STORED ROWS:

· · · ·

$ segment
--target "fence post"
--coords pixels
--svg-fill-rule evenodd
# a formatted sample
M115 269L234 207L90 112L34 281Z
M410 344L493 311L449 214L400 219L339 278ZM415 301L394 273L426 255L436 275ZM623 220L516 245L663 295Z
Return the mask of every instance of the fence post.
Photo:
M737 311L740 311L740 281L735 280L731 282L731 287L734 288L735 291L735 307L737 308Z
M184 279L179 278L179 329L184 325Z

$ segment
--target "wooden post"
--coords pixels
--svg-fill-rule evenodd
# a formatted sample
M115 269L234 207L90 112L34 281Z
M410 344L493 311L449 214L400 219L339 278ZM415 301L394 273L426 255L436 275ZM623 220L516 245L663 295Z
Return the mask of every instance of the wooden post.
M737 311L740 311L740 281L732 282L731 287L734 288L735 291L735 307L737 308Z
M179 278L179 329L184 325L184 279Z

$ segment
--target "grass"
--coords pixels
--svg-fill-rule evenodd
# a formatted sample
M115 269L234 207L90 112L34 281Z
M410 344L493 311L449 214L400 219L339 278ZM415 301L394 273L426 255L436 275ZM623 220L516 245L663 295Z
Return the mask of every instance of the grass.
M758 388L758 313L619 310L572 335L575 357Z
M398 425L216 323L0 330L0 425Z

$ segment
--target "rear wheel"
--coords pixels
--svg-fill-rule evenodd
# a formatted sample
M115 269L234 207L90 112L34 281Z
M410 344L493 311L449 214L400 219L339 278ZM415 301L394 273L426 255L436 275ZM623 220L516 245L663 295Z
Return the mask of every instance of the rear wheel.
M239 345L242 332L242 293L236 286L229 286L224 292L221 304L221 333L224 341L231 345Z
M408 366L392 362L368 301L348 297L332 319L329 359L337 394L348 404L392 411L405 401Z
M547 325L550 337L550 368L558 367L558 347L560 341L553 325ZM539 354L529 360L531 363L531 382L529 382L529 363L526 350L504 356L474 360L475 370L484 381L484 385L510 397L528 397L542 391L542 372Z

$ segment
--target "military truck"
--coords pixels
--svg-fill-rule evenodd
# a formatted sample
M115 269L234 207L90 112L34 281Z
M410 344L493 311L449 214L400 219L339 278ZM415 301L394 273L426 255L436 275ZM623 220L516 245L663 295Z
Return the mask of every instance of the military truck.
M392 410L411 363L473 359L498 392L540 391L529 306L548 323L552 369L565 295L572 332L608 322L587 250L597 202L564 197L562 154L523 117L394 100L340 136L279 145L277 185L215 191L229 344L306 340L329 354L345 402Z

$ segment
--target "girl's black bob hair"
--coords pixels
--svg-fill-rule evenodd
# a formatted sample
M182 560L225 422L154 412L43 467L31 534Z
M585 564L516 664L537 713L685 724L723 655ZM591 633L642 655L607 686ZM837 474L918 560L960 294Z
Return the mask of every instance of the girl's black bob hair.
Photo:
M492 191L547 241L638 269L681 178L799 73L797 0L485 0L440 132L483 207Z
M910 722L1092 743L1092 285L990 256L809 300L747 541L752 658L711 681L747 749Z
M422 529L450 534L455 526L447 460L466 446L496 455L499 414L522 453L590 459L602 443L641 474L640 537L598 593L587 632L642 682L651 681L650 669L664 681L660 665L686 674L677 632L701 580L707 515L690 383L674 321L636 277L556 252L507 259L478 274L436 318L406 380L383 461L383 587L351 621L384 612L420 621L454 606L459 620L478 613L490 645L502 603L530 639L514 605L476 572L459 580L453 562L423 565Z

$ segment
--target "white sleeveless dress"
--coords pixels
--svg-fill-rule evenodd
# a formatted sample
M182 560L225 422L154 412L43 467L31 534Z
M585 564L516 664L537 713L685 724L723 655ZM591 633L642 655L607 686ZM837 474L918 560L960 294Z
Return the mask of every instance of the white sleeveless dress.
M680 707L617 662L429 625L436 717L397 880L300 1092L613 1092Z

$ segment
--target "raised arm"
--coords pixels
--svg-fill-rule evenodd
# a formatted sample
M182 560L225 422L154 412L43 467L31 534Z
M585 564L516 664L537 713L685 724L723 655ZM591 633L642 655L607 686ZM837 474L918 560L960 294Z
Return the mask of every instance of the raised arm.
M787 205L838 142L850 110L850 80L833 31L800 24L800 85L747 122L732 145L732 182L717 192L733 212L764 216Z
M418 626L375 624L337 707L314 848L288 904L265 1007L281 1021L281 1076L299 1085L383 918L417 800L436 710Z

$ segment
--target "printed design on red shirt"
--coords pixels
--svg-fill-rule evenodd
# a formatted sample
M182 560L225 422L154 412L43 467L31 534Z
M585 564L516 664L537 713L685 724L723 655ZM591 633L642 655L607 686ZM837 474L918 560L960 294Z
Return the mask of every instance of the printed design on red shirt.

· · · ·

BRIEF: Format the data as a JSON list of strings, with one string per line and blank lines omitted. Start at the first line of the data and go on through the line containing "M398 425L216 323L0 330L0 425Z".

TASK OUTPUT:
[
  "$ segment",
  "--target \"fence post\"",
  "--coords pixels",
  "--svg-fill-rule evenodd",
  "# a formatted sample",
  "M115 269L234 207L90 112L34 281Z",
  "M410 344L493 311L449 214L400 219L339 278ZM415 301L394 273L426 255L436 275ZM623 220L516 245L663 295Z",
  "Return the mask of every instance of the fence post.",
  "Photo:",
  "M737 311L740 311L740 281L735 280L731 282L731 287L734 288L735 291L735 307L737 308Z",
  "M184 279L179 278L179 329L184 325Z",
  "$ segment",
  "--target \"wooden post\"",
  "--coords pixels",
  "--svg-fill-rule evenodd",
  "# a formatted sample",
  "M115 269L234 207L90 112L34 281Z",
  "M410 344L493 311L449 214L400 219L339 278ZM415 301L394 273L426 255L436 275ZM623 220L516 245L663 295Z",
  "Return the mask of every instance of the wooden post.",
  "M737 311L740 311L740 281L732 282L731 287L734 288L735 291L735 307L737 308Z",
  "M179 278L179 329L184 325L184 279Z",
  "$ segment",
  "--target \"grass\"",
  "--coords pixels",
  "--svg-fill-rule evenodd",
  "# a formatted sample",
  "M115 269L234 207L90 112L34 281Z",
  "M410 344L493 311L449 214L400 219L339 278ZM415 301L394 273L426 255L436 275ZM623 220L516 245L663 295Z",
  "Return the mask of every instance of the grass.",
  "M758 388L758 313L619 310L572 335L575 357Z",
  "M398 425L216 323L0 330L0 425Z"
]